• _ASSIGNMENT_: Check each line of the material for the string "below", then give only how many lines have it.

• _INPUT RECORDS_:
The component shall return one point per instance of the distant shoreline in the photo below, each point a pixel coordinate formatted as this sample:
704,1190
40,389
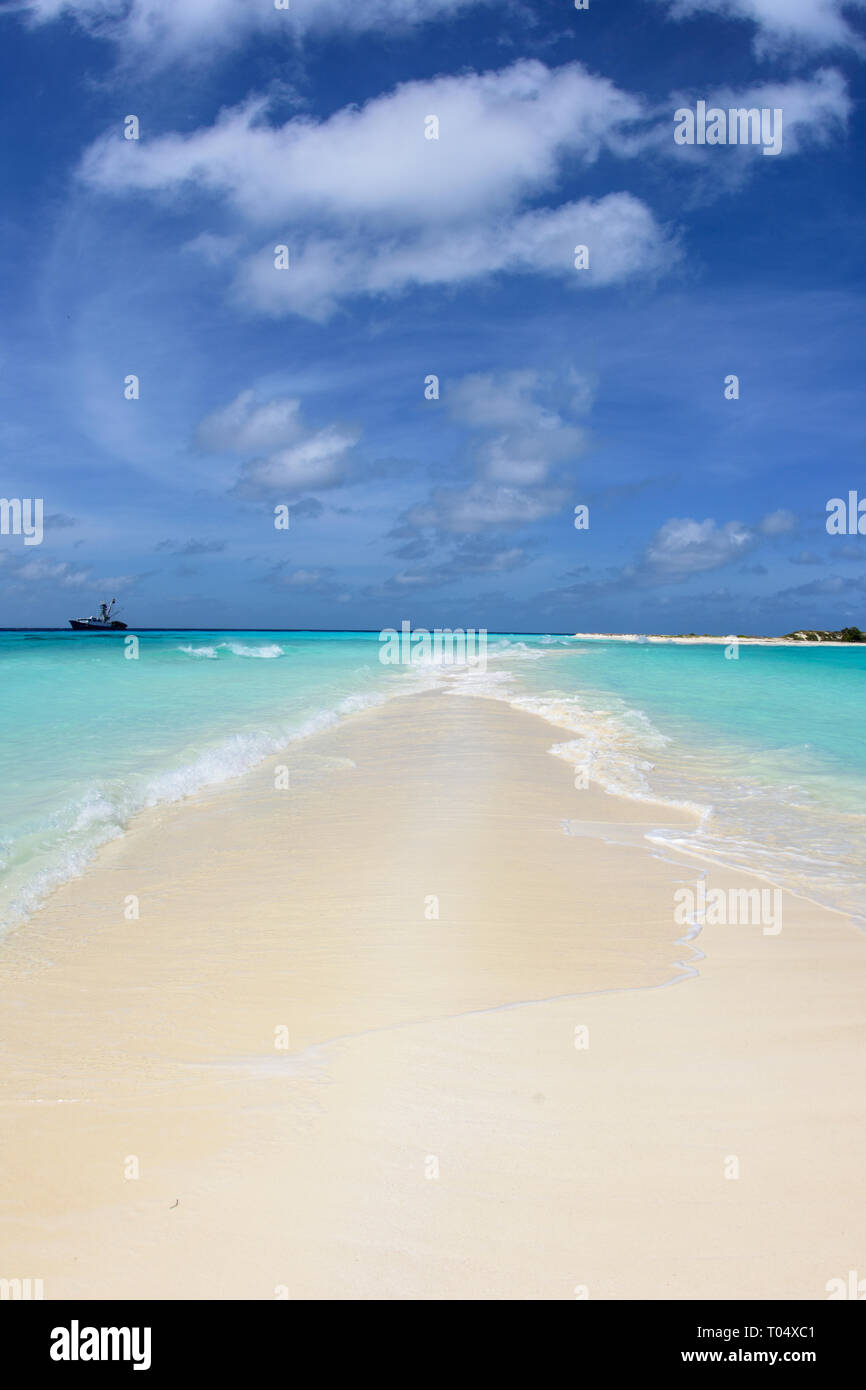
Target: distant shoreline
708,640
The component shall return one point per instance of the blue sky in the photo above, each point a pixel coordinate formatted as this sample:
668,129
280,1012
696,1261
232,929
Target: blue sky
412,256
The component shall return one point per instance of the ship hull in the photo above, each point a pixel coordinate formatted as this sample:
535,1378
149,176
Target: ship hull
82,626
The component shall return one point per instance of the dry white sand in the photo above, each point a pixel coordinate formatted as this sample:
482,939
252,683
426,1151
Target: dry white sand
431,1130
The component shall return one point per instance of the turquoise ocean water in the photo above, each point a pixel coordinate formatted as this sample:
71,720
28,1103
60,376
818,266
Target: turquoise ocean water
769,749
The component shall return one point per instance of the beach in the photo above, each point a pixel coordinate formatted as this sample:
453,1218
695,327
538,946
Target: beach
421,1025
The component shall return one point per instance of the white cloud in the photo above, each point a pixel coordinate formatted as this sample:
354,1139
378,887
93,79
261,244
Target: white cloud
369,206
289,455
193,29
249,424
624,238
317,462
779,523
812,24
683,546
531,435
481,505
502,136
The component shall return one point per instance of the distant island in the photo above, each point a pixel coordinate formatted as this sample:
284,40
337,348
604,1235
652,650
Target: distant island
847,635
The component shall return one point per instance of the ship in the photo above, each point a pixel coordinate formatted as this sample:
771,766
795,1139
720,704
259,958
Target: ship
102,623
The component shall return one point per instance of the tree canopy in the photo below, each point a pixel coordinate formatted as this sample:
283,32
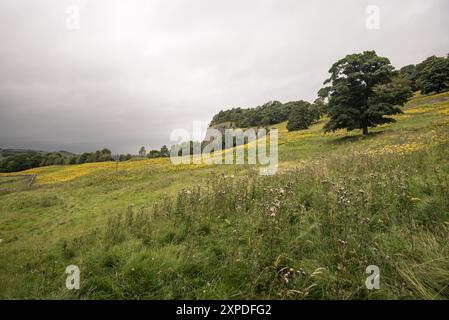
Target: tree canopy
362,91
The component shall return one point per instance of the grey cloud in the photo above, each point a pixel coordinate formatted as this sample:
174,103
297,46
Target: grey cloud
137,69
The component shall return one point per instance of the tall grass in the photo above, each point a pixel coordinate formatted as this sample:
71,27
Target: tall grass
306,233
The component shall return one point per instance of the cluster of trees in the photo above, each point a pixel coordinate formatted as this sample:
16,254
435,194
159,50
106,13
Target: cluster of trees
362,91
97,156
303,115
31,159
163,152
300,115
431,75
18,161
269,113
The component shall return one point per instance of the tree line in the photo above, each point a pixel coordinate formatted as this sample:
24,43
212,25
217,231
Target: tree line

• _TASK SOLUTION_: 2